### Work instruction 1:
List every undesirable effect of sodium depletion that the excerpt on salt names.
### Work instruction 2:
Repeat the excerpt on salt, starting with "Salt is known" and going on through "intake (Swales, 1993).".

*** Excerpted text ***

The Makgadikgadi Pan, a salt pan situated in the middle of the dry savanna of north-eastern Botswana, is one of the largest salt flats in the world. The pan is all that remains of the formerly enormous Lake Makgadikgadi, which once covered an area larger than Switzerland, but dried up thousands of years ago.

Salt is one of the natural resources that has been important to man. Today, between a third and a half of the sodium we consume is added during cooking or at the table (Warlaw & Insel, 1990). Since the effects of excessive salt use are not immediate, there has been a general tendency to take in more salt than the human body needs, and this has been largely influenced by appetite for the taste of the commodity (Swales, 1993). It must be appreciated that table salt is not the only salt. Other sources of salt exist in the natural context and their purity and quality differs. The value of salt has not only been recognized in Western civilization. In Africa for instance, large scale exploitation of salt has been documented (Roberts, 1973; Connah, 1991, 1996; Davison, 1993). Looking back through time, salt has been a trade item of significant value among many societies. Davison (1993) talks of the establishment of caravans between Malawi and the Indian Ocean, trading mainly in salt. Salt has bought food for the people of Kibiro in Uganda (Connah, 1991, 1996). The ways of acquiring salt cannot all be outlined, but it has in many instances created avenues for interaction between individuals, societies and within societies.

Salt is known to chemistry as sodium chloride; table salt contains 40 percent sodium and 60 percent chloride (Warlaw & Inset, 1990). Whilst it is an essential nutrient, if taken in excessive quantities salt can be toxic. In the short term the difference between the two extremes is vast since the body can cope with a wide range of sodium intake (Swales, 1993).

According to Swales it is difficult to establish an optimal salt intake which is consistent with the greatest level of health, since many factors come into play when considering this, such as the environment in which individual lives and the physiological and medical conditions that may influence the body’s requirement for sodium. A low sodium diet coupled with high perspiration losses or diarrhea, can deplete the body of sodium leading to undesirable effects such as muscle cramps, nausea, vomiting, or even shock and coma (Warlaw & Insel, 1990).

*** End of Excerpted text ***
*** Recorded data ***

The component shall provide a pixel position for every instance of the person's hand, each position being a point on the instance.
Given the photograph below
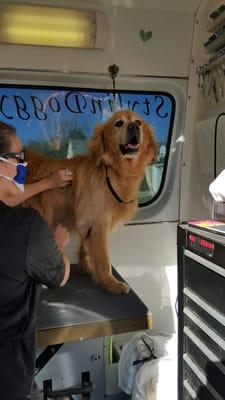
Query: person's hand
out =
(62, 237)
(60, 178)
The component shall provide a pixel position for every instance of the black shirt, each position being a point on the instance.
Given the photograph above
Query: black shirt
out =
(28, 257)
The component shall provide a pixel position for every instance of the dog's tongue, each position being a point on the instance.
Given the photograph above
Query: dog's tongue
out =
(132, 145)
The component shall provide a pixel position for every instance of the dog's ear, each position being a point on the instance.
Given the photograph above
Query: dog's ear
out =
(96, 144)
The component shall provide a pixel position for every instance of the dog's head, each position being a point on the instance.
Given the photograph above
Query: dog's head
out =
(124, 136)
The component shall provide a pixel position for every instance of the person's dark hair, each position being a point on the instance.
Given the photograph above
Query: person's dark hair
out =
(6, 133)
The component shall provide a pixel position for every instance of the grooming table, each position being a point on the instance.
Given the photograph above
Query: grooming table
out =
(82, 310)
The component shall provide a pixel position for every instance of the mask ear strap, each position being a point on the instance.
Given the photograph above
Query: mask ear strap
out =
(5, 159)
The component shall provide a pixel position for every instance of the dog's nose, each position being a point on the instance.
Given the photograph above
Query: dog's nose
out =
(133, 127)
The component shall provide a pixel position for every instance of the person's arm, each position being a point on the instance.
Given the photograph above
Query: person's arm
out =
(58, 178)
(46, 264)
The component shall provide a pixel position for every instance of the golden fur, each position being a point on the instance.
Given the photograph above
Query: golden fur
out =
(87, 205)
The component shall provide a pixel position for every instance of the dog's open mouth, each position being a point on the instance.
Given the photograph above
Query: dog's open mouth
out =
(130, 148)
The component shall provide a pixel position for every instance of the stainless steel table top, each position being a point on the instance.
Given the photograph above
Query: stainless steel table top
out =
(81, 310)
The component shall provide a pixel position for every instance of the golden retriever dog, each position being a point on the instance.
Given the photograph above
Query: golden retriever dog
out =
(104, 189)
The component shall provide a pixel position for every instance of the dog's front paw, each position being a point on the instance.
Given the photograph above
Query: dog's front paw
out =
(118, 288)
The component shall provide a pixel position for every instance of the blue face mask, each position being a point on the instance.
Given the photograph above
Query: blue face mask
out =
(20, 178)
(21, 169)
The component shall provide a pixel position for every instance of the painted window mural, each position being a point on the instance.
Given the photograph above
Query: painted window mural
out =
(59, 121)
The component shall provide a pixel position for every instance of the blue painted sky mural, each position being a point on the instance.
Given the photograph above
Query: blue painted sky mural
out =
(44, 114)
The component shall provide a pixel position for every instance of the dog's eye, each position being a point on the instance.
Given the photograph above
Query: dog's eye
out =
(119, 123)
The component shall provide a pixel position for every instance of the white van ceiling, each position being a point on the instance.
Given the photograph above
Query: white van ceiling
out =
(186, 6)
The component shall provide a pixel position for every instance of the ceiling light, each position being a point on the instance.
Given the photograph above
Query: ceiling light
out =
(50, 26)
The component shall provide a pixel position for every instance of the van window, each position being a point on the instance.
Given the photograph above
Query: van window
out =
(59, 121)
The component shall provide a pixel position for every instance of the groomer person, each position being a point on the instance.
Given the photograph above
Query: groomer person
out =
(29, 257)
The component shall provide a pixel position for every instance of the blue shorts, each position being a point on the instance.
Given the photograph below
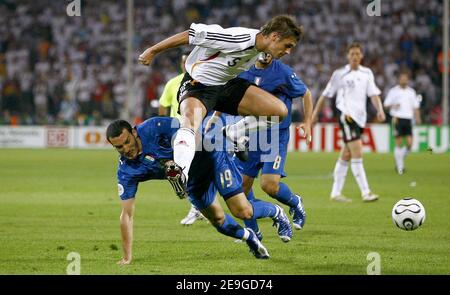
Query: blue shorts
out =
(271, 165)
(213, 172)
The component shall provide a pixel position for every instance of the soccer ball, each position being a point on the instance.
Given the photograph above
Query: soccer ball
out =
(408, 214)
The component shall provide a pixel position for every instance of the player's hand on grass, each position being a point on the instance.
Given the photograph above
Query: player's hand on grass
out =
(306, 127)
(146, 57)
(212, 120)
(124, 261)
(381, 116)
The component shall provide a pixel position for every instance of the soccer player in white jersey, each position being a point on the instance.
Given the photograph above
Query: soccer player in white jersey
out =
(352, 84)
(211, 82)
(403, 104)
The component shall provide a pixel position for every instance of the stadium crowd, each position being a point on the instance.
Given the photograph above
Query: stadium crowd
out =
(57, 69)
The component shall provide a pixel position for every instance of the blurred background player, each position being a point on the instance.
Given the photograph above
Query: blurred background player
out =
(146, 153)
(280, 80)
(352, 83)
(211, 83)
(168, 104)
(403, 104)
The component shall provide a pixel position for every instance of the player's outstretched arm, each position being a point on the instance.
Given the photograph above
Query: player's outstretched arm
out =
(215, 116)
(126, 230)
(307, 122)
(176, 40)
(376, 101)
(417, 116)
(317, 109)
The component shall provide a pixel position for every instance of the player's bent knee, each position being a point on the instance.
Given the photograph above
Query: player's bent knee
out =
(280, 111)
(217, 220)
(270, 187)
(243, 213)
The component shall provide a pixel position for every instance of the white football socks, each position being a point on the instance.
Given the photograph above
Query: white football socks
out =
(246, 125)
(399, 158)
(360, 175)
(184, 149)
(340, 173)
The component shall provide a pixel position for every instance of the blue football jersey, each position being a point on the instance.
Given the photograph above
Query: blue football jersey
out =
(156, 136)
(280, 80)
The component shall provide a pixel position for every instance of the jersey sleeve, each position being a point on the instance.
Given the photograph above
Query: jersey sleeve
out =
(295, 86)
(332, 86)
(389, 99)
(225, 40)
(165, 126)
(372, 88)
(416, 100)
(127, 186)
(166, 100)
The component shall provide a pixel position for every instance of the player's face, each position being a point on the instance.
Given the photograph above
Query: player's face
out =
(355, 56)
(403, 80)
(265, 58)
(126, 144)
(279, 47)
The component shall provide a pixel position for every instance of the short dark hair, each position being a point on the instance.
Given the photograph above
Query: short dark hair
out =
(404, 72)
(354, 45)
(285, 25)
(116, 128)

*** End of Recorded data ***

### Expected answer 1:
muscle cramps, nausea, vomiting, shock, coma

### Expected answer 2:
Salt is known to chemistry as sodium chloride; table salt contains 40 percent sodium and 60 percent chloride (Warlaw & Inset, 1990). Whilst it is an essential nutrient, if taken in excessive quantities salt can be toxic. In the short term the difference between the two extremes is vast since the body can cope with a wide range of sodium intake (Swales, 1993).